◆ PROBLEM TO WORK ON
Copy out every one of the following entries word for word.

◆ DATA PROVIDED
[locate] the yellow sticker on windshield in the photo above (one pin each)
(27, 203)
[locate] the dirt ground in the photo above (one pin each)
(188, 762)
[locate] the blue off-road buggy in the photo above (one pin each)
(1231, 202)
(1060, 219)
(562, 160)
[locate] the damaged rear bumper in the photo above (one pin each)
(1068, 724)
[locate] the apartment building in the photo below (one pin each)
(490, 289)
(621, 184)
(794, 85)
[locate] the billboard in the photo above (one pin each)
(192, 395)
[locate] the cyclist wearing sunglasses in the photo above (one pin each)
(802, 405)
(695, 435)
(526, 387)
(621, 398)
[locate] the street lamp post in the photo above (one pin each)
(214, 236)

◆ SOLUTION TO THIS EXERCISE
[locate] the yellow sticker on windshield in the photo above (one pin each)
(27, 203)
[locate] the dirt ground in the photo above (one pin each)
(188, 762)
[locate] the blue off-road buggy in the photo above (one pin each)
(1231, 202)
(1060, 219)
(562, 160)
[locate] the damaged rear bumper in the photo above (one pin each)
(1068, 724)
[locate] the apartment building in the photo below (one pin each)
(490, 289)
(621, 184)
(794, 85)
[locate] the billboard in the photo above (one pin each)
(192, 395)
[locate] the cyclist wearing sunglasses in the photo above (one pin each)
(802, 405)
(695, 435)
(526, 387)
(621, 398)
[locate] the street lamp post in the photo above (one pin each)
(214, 236)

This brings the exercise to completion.